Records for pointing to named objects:
-------

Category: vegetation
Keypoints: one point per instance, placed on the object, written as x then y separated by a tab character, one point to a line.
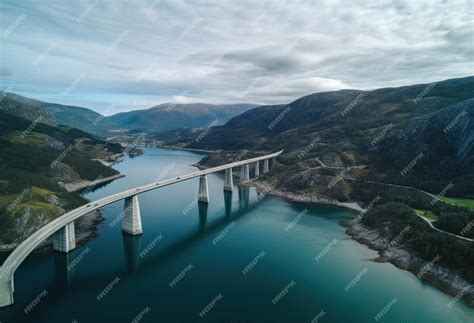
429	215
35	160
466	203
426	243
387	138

-------

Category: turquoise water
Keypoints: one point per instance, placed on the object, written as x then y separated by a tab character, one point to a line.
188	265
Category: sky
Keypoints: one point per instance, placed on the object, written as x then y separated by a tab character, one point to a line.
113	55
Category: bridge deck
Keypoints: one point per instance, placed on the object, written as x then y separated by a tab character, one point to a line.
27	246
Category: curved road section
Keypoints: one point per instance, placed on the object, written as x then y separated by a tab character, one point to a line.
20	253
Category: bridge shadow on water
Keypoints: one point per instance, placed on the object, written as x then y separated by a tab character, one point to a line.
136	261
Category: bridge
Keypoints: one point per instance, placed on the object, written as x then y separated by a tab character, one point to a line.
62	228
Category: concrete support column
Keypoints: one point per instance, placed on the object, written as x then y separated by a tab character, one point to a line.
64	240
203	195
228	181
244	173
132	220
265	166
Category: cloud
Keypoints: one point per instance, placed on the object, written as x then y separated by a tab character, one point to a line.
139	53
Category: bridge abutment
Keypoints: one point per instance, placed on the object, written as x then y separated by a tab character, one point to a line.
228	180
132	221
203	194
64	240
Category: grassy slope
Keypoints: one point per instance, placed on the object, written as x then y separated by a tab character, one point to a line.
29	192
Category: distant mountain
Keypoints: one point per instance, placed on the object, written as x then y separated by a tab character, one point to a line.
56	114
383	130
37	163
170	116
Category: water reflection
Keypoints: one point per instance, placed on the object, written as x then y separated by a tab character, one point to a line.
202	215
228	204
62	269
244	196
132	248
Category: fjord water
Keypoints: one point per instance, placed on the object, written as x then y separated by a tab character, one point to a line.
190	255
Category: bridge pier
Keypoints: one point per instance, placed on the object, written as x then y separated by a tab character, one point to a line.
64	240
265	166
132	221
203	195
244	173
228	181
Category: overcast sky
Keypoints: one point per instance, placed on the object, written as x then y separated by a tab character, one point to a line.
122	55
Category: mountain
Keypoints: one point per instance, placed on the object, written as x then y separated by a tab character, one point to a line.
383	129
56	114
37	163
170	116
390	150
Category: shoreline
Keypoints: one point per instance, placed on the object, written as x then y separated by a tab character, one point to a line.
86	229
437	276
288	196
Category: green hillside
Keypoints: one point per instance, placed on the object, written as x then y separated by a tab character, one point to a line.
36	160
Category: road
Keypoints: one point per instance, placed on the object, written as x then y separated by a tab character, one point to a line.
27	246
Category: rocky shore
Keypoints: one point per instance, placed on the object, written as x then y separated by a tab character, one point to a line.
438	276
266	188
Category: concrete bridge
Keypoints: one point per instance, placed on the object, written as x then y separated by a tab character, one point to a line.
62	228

-------

> _SHORT PROBLEM_
State how many of the lines above contain the string "concrete", giving only the number.

> _EXERCISE ANSWER_
2